#### Your goal
Rewrite everything from the start of the material down to the line containing "For each instance, a", replacing "vertex" with "corner" and leaving all else unchanged.

Region outline entries:
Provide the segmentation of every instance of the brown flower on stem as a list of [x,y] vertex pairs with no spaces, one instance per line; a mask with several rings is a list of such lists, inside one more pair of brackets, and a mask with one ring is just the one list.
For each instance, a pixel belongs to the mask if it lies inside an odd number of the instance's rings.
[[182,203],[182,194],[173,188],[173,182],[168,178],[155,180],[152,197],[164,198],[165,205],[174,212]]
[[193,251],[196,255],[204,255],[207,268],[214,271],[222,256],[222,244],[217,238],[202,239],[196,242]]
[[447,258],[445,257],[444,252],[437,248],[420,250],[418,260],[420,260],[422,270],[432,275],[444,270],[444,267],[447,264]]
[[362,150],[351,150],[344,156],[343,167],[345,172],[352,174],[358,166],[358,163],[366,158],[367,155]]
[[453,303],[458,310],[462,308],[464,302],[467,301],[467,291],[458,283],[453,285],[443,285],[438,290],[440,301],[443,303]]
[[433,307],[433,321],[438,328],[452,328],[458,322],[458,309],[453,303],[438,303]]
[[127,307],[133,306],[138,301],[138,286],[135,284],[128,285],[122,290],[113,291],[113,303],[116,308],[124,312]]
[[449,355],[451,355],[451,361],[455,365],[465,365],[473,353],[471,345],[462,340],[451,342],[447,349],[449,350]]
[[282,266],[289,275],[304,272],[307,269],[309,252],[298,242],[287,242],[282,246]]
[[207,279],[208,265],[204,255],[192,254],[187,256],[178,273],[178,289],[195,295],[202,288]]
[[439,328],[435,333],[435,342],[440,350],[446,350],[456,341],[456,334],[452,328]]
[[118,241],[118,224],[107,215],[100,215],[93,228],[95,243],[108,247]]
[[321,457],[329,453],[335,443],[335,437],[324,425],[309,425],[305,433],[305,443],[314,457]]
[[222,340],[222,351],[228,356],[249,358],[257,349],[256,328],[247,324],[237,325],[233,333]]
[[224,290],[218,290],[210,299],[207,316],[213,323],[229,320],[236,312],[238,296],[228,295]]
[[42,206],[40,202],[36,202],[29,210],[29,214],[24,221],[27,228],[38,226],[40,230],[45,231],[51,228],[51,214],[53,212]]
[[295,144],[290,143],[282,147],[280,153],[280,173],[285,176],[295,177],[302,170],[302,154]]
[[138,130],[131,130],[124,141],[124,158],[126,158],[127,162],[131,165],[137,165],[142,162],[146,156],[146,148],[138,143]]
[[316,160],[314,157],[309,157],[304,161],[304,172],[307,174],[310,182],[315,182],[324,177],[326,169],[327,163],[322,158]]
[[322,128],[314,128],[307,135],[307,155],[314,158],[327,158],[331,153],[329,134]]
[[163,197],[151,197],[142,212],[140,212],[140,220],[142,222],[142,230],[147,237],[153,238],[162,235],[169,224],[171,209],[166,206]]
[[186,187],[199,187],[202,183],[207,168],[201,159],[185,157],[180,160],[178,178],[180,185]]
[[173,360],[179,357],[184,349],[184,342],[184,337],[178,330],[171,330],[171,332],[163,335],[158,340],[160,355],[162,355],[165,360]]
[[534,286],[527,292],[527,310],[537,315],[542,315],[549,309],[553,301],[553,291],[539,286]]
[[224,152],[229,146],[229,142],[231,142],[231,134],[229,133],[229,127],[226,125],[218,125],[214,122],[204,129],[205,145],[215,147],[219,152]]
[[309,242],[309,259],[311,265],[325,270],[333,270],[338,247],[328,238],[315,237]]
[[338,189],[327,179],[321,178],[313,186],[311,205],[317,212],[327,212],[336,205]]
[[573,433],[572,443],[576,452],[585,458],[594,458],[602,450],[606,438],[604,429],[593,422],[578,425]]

#### Reply to the task
Provide the segmentation of every instance of the brown flower on stem as a list of [x,y] corner pairs with no spaces, one instance per line; a mask with several rings is a list of such lists, inside one more pair of brackets, and a mask with one ring is just the one list.
For each instance, a pixel belongs to the mask if it lies inside an odd number of the instance's rings.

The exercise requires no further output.